**Exercise objective:**
Output the listing below as a two-column CSV with the headers "prompt" and "reply", using one row for each thing the listing asks. Put its text and its answer each in a single quoted field, with line breaks changed to spaces.

A listing
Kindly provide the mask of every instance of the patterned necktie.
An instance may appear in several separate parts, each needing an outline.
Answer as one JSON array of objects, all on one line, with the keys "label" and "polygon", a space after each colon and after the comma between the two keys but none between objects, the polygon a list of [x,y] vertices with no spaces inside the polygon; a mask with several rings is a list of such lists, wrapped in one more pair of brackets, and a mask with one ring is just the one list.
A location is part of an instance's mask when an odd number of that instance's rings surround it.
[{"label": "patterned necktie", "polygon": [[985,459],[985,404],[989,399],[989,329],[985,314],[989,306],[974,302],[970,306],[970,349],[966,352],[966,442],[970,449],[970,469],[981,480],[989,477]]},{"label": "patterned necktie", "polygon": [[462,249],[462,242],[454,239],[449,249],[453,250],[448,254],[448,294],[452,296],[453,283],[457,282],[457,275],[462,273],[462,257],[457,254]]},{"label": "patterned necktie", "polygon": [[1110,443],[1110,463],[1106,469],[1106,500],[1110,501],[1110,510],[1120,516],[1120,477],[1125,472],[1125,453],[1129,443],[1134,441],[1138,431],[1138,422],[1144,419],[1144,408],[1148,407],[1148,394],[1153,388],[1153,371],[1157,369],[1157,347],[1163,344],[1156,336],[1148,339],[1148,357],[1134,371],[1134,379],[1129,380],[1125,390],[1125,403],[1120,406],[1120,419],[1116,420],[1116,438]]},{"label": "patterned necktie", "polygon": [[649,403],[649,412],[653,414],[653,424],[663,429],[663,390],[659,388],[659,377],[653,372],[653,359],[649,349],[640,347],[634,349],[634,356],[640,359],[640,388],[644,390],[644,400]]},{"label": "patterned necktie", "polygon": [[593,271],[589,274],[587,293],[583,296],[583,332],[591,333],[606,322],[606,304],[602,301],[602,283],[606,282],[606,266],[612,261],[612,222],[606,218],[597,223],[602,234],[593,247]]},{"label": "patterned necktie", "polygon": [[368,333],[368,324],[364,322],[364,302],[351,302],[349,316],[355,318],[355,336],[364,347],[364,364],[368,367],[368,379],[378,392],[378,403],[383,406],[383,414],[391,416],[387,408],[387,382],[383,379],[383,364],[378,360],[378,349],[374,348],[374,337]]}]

**Task solution:**
prompt,reply
"Kindly provide the mask of every instance of the patterned necktie. An instance may appear in several separate parts, each needing an outline. Answer as one JSON array of objects, all on one line, with the keys ""label"" and ""polygon"", a space after each colon and after the comma between the two keys but none between objects, the polygon a list of [x,y] vertices with no spaces inside the polygon; a mask with several rings is a list of such lists, wrapped in one more pair of brackets, and a mask with one ring is just the one list. A location is part of an instance's mask when an odd number of that instance's rings surround it.","[{""label"": ""patterned necktie"", ""polygon"": [[985,459],[985,404],[989,399],[989,329],[985,314],[989,306],[974,302],[970,306],[970,349],[966,352],[966,442],[970,449],[970,469],[981,480],[989,477]]},{""label"": ""patterned necktie"", ""polygon"": [[462,249],[462,242],[454,239],[449,249],[453,250],[448,254],[448,294],[452,296],[453,283],[457,282],[457,275],[462,273],[462,257],[457,254]]},{""label"": ""patterned necktie"", ""polygon"": [[1110,443],[1110,463],[1106,469],[1106,500],[1110,501],[1110,510],[1120,516],[1120,477],[1125,472],[1125,453],[1129,443],[1134,441],[1138,431],[1138,422],[1144,419],[1144,408],[1148,407],[1148,394],[1153,388],[1153,371],[1157,369],[1157,347],[1163,344],[1156,336],[1148,339],[1148,357],[1134,371],[1134,379],[1129,380],[1125,390],[1125,403],[1120,406],[1120,419],[1116,420],[1116,438]]},{""label"": ""patterned necktie"", ""polygon"": [[649,403],[649,412],[653,414],[653,424],[663,429],[663,390],[659,388],[659,377],[653,372],[653,359],[649,349],[640,347],[634,349],[634,356],[640,359],[640,388],[644,390],[644,400]]},{""label"": ""patterned necktie"", ""polygon"": [[593,271],[589,274],[587,293],[583,296],[583,332],[591,333],[606,322],[606,304],[602,301],[602,283],[606,282],[606,266],[612,261],[612,222],[606,218],[597,223],[602,234],[593,247]]},{""label"": ""patterned necktie"", ""polygon"": [[368,333],[368,324],[364,322],[364,302],[351,302],[349,316],[355,318],[355,336],[364,347],[364,364],[368,367],[368,379],[378,392],[378,403],[383,406],[383,414],[391,416],[387,408],[387,382],[383,379],[383,364],[378,360],[378,349],[374,348],[374,337]]}]"